__Korte opdracht 1__. Vertaal de zin "De villatax is het hoge percentage van het eigenwoningforfait voor woningen met een hoge WOZ-waarde." uit de tekst over de villatax in het Engels.

__Aangeleverde tekst__.
□ □ □ □

Rechtbank Noord-Holland oordeelt dat de zogeheten villatax en de afbouw van de Hillen-aftrek niet dusdanig botsen met rechtsbeginselen, dat men deze bepalingen buiten toepassing moet laten.
Een man en zijn fiscale partner bezitten in 2021 een eigen woning met een WOZ-waarde van € 2.377.000. Daardoor hebben zij te maken met de zogeheten villatax. De villatax is het hoge percentage van het eigenwoningforfait voor woningen met een hoge WOZ-waarde. In 2024 is de villatax bijvoorbeeld van toepassing als de WOZ-waarde meer bedraagt dan € 1,31 miljoen. In dat geval bedraagt het eigenwoningforfait € 4.585 (maximum voor gewone woningen) + 2,35% van de WOZ-waarde voor zover deze meer bedraagt dan € 1,31 miljoen. Omdat de hypotheekrente van de man en zijn partner lager is dan hun eigenwoningforfait, kunnen zij de aftrek wegens geen of geringe eigenwoningschuld toepassen. Deze aftrek noemt men ook wel de Hillen-aftrek. Vanwege de geleidelijke afbouw van de Hillen-aftrek genieten de man en zijn partner per saldo nog steeds een positief inkomen uit eigen woning van € 2.898.
Strijdigheid met rechtsbeginselen?

□ □ □ □

__Opgeslagen gegevensitems__.
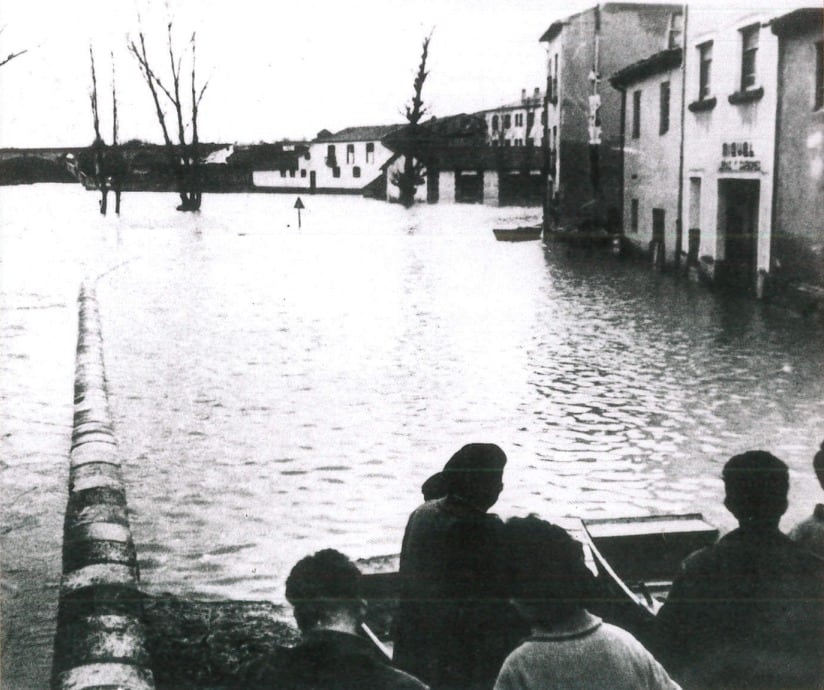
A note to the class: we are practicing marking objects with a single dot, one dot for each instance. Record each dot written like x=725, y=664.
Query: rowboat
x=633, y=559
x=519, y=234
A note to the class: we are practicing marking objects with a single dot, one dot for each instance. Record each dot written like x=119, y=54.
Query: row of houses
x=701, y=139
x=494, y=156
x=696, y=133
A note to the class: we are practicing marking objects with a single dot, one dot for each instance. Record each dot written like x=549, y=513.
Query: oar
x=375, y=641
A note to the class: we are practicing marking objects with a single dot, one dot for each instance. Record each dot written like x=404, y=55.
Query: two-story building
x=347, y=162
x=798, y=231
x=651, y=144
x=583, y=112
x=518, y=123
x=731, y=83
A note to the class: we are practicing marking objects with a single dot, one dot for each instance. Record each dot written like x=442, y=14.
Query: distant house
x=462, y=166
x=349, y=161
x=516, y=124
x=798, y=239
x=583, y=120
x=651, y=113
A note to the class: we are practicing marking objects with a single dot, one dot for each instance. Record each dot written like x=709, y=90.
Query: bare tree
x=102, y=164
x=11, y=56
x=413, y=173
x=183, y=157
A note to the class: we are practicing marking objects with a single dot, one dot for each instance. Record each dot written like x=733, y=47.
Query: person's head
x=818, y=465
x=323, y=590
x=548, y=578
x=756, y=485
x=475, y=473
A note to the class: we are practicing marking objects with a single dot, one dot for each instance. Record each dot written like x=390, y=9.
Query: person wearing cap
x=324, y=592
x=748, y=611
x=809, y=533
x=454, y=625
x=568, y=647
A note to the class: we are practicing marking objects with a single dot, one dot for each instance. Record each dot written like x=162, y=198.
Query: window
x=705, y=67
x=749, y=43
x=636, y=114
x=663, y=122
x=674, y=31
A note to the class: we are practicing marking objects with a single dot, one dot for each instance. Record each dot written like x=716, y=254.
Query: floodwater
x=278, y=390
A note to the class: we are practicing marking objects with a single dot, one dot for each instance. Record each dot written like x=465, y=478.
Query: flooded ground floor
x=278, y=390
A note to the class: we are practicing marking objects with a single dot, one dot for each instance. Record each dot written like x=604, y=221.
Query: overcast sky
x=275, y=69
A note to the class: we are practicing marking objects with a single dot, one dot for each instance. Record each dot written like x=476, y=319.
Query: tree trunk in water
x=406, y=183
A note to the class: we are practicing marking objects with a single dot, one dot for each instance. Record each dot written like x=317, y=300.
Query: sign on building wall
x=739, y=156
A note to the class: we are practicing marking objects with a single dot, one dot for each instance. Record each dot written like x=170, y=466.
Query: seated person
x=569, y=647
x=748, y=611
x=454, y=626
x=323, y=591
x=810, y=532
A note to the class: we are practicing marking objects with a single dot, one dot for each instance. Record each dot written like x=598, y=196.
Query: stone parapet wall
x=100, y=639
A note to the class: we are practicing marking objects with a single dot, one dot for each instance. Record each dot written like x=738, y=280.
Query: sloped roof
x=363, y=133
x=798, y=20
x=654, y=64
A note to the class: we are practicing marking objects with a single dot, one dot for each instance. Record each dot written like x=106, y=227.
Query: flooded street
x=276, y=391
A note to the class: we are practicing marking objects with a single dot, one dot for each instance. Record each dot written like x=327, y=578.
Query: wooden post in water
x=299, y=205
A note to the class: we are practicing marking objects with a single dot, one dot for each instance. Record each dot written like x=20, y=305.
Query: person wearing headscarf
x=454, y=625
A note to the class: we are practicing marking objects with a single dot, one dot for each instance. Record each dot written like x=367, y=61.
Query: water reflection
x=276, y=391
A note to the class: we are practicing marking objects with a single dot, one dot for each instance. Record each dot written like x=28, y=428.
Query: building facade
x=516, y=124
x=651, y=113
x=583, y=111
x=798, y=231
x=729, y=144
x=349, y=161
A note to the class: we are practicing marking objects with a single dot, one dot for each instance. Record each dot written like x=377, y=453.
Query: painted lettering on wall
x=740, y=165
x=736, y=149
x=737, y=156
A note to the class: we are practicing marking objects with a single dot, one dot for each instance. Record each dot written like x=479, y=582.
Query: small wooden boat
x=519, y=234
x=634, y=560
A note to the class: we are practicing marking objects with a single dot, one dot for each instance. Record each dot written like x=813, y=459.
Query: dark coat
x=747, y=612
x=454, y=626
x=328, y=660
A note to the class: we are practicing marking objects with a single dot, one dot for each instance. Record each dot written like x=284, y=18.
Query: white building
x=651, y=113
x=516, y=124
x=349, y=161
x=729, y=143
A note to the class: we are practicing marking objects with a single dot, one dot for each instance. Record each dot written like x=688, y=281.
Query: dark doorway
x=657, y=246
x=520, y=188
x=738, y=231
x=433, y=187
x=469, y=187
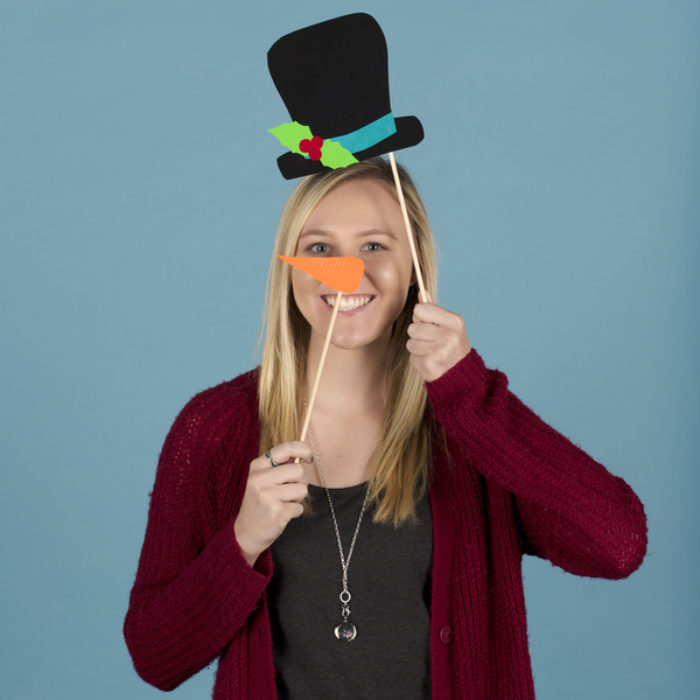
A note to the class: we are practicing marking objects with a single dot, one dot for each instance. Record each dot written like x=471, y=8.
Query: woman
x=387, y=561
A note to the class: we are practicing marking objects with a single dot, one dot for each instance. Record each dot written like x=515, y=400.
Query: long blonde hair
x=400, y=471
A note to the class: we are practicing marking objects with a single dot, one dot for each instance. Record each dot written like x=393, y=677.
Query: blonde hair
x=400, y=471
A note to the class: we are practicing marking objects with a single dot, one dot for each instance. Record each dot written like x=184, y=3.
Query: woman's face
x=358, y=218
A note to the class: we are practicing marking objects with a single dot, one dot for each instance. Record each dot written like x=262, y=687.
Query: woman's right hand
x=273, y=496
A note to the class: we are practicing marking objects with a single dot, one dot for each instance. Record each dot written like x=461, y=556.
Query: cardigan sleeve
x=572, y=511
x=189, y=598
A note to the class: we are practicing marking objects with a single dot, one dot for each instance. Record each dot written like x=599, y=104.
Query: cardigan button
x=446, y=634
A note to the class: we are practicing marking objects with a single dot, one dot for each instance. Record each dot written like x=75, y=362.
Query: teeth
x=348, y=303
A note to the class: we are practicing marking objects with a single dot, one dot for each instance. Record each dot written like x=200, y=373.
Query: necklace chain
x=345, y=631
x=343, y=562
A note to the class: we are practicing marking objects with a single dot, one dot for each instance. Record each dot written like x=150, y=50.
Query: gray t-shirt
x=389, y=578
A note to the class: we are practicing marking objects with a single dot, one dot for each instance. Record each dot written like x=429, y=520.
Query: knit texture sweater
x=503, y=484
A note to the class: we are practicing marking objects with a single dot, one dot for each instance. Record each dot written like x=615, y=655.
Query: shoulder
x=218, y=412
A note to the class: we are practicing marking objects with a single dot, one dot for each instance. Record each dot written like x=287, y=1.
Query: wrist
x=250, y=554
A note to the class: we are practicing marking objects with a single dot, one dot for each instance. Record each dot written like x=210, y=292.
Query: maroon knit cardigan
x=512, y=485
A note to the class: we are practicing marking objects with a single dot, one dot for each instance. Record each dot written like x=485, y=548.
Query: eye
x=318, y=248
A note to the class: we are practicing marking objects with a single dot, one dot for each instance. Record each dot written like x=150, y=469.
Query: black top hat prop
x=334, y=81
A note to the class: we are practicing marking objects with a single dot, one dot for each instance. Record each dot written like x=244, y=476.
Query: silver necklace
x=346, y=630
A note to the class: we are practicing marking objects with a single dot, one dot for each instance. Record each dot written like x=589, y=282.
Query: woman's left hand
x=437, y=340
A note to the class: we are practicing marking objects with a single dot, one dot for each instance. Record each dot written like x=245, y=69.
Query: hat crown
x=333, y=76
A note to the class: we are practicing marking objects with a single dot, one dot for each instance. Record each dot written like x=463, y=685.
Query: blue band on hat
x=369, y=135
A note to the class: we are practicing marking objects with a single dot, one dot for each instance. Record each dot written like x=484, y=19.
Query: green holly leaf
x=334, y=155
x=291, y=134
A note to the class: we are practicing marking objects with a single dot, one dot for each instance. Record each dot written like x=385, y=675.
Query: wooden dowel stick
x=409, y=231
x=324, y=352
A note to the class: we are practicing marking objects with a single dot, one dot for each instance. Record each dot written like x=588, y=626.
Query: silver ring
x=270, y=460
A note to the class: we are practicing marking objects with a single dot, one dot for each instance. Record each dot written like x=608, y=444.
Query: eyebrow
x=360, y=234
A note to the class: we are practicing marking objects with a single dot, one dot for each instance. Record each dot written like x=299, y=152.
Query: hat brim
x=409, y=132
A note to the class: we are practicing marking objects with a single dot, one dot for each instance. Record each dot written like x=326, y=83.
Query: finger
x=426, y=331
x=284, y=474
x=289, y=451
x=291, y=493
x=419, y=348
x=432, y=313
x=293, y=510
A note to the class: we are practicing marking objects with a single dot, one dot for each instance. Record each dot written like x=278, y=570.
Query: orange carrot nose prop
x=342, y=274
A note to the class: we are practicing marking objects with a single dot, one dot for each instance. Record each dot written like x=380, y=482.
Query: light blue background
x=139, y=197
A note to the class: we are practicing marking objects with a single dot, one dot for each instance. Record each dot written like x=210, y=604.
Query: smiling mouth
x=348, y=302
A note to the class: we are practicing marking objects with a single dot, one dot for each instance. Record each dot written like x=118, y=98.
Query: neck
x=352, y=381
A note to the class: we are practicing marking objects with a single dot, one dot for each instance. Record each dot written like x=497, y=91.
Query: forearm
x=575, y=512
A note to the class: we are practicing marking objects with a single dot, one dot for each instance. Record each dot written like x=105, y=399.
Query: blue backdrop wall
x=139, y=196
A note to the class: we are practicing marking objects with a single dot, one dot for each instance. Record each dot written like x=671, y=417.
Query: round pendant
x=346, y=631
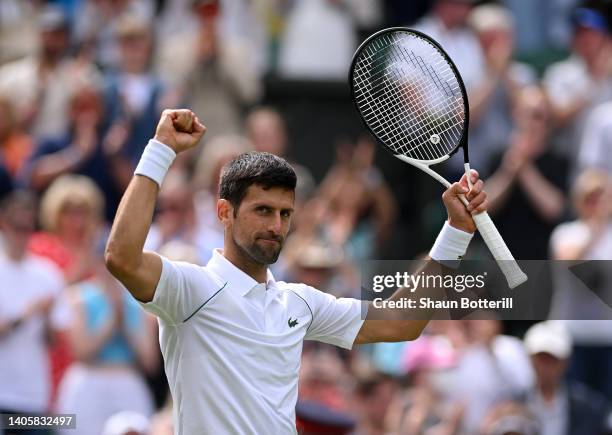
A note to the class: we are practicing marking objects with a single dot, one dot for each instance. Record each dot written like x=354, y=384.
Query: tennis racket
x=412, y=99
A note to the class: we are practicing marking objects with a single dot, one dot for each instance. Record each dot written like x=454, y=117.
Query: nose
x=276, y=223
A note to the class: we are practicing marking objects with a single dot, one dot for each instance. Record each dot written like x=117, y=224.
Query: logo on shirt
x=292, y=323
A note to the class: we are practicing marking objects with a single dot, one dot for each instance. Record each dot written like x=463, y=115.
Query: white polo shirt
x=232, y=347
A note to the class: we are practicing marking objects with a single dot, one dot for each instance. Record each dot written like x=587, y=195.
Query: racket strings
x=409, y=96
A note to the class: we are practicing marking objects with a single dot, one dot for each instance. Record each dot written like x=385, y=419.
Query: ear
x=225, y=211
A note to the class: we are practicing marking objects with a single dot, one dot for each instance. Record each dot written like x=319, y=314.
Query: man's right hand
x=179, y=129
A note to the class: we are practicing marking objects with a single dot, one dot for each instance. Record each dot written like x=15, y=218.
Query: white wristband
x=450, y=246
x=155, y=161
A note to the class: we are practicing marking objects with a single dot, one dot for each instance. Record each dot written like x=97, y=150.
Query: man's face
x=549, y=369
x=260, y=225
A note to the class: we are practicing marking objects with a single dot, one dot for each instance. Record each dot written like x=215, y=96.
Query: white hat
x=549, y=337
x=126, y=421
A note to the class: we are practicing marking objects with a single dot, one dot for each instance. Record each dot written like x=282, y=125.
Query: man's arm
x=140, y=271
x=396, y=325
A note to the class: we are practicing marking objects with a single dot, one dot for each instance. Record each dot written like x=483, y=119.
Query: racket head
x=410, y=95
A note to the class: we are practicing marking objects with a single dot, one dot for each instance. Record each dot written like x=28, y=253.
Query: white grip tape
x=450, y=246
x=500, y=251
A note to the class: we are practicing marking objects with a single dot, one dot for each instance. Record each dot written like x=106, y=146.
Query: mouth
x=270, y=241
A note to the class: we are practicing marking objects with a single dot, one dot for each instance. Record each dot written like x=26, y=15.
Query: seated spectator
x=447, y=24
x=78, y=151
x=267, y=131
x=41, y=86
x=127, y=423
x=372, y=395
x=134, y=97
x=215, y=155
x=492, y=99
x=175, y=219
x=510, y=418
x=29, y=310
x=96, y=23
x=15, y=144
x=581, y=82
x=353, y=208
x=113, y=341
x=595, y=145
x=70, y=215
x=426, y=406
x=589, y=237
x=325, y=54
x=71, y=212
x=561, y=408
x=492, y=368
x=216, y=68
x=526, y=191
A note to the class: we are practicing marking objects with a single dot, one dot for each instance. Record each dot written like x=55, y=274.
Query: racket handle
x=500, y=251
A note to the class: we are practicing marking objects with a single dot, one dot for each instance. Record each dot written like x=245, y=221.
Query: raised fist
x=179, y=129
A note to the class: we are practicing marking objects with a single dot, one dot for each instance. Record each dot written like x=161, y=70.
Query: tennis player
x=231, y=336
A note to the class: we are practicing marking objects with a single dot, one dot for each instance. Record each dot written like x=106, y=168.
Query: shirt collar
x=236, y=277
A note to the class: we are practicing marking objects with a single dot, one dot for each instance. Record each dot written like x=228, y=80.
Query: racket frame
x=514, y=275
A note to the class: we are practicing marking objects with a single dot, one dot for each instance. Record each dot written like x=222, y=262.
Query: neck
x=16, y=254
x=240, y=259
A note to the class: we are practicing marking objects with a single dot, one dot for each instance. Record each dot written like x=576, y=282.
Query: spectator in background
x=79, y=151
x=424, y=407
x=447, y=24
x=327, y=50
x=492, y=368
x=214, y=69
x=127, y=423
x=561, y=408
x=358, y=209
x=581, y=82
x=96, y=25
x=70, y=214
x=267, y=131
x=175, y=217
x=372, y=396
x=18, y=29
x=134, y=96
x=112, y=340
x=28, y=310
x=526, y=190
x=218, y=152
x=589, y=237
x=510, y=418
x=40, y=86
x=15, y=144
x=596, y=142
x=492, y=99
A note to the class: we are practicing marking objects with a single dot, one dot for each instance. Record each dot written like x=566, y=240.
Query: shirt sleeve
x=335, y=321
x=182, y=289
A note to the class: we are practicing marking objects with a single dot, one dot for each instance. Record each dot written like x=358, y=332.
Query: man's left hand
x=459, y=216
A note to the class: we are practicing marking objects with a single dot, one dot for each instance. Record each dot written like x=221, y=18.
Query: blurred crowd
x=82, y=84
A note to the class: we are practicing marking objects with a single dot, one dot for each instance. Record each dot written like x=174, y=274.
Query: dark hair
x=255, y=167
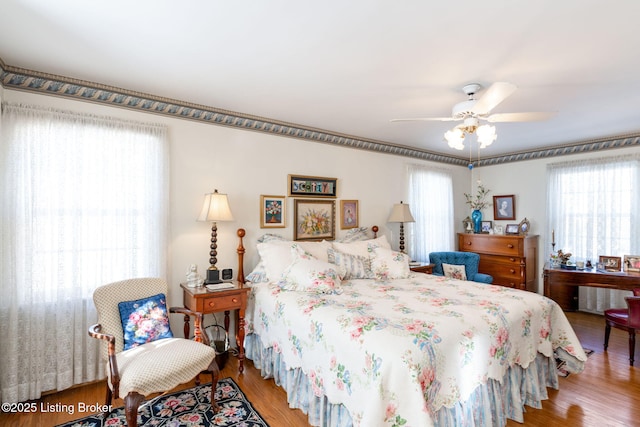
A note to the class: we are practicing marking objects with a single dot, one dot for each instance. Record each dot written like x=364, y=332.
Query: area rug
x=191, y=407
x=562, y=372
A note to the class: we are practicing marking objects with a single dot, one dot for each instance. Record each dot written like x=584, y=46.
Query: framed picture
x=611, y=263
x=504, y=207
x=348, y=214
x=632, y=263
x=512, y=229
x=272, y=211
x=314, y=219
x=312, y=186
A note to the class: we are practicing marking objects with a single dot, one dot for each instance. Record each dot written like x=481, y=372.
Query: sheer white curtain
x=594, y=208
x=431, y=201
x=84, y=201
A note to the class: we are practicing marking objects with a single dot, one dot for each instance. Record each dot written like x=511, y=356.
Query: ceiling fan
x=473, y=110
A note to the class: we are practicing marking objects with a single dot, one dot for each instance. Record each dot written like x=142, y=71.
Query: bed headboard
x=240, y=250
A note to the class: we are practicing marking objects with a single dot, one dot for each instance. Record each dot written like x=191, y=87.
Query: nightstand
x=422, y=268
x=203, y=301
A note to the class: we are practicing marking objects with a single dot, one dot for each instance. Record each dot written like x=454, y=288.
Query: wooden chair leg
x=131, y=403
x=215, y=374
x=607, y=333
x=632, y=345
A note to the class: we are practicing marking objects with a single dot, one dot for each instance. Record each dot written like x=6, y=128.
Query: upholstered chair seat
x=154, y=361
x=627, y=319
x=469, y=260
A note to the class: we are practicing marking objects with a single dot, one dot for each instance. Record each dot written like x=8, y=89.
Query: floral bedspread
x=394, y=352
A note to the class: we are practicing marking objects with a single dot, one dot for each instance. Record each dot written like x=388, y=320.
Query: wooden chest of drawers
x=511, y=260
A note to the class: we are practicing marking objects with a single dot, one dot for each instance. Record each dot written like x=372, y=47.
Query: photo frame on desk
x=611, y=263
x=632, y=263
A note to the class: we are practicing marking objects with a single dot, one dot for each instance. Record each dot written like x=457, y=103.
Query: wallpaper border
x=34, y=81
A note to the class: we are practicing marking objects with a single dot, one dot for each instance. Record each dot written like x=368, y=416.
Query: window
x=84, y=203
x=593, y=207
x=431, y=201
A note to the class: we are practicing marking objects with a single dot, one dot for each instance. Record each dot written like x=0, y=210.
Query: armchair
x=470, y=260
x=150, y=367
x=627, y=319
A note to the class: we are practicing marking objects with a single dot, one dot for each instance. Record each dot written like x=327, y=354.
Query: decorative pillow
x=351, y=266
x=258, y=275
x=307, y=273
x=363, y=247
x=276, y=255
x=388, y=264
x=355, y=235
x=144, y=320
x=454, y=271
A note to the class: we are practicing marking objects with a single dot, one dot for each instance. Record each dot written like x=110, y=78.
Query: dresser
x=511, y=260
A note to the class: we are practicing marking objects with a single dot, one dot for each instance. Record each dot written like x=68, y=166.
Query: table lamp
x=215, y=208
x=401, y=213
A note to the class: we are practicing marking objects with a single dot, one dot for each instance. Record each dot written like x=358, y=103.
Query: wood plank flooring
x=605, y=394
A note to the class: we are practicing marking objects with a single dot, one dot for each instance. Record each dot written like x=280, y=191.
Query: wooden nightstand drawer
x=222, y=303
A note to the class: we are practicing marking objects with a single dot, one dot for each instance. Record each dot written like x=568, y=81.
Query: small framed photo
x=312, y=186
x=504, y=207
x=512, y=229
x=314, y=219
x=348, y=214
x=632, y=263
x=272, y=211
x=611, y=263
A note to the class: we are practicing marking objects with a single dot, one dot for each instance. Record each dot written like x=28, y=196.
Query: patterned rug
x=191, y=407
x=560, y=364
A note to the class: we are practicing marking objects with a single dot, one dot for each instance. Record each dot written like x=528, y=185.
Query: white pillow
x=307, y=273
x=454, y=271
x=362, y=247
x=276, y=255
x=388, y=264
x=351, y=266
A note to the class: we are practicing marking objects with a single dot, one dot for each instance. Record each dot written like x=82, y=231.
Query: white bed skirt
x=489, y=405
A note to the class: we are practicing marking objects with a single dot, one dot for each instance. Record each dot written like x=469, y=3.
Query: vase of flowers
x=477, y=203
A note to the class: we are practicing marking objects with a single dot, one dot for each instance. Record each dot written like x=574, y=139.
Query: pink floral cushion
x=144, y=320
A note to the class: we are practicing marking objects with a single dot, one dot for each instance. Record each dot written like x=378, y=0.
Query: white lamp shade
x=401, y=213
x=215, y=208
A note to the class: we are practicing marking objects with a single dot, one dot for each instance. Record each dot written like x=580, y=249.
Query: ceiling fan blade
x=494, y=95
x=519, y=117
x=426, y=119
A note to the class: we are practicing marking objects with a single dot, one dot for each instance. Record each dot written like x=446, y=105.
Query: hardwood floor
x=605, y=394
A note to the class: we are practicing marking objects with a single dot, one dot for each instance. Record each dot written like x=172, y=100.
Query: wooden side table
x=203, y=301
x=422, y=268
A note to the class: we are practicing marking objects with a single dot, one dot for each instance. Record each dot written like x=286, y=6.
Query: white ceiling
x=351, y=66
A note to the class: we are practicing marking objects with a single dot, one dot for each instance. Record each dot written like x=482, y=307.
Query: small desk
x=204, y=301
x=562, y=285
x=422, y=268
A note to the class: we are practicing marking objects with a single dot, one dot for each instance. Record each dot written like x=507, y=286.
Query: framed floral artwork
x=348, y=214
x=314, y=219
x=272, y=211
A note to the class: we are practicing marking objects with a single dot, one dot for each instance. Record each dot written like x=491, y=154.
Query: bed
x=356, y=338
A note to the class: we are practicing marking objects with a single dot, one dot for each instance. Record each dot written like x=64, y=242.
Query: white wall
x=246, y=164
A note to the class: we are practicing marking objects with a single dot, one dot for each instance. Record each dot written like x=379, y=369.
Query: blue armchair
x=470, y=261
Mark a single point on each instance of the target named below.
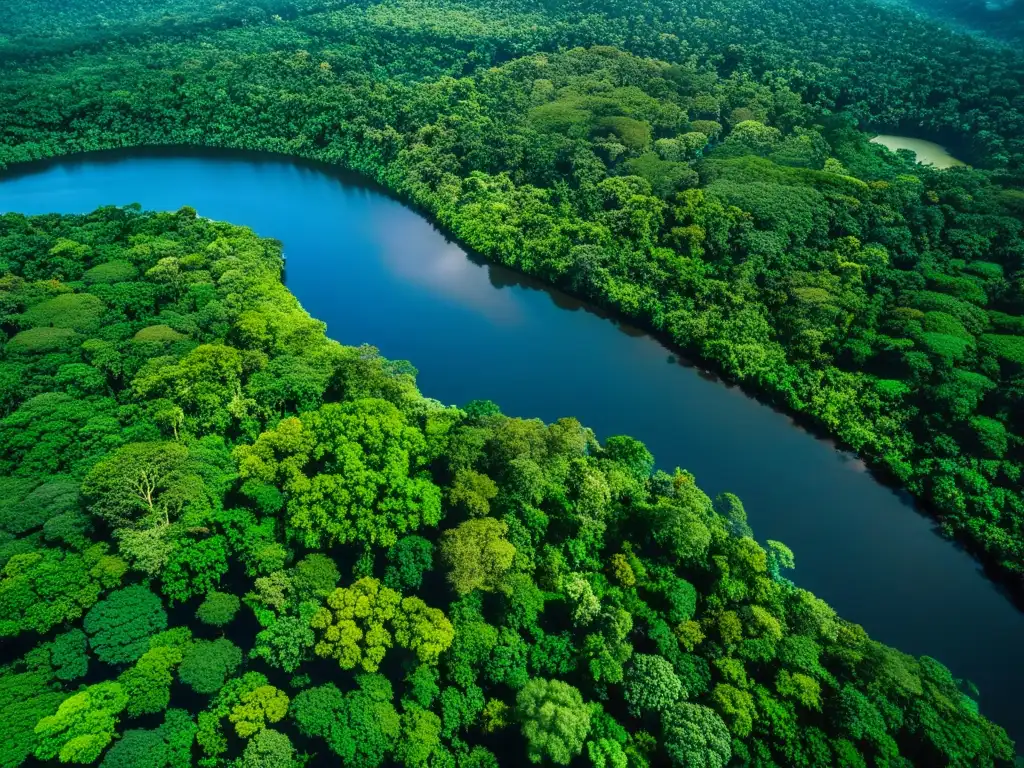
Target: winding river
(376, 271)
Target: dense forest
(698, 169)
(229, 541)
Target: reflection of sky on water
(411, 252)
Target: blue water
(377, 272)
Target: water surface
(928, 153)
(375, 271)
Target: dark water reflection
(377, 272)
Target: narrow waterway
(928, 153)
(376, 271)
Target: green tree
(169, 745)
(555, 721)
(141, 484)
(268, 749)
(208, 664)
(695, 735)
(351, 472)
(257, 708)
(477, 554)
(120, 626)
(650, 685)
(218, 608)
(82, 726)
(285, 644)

□ □ □ □

__Korte opdracht 2__. Vervang in de gegevensitems "shoulder" door "elbow" in de regels vanaf de regel met "like x=615, y=655." tot en met de regel met "x=218, y=412". Laat verder alles ongewijzigd en geef alleen die regels weer.

__Juiste antwoord 1__. The villatax is the high rate of the deemed rental value for owner-occupied homes with a high WOZ value.

__Juiste antwoord 2__.
A note to the class: we are practicing marking objects with a single dot, one dot for each instance. Record each dot written like x=615, y=655.
Query: elbow
x=218, y=412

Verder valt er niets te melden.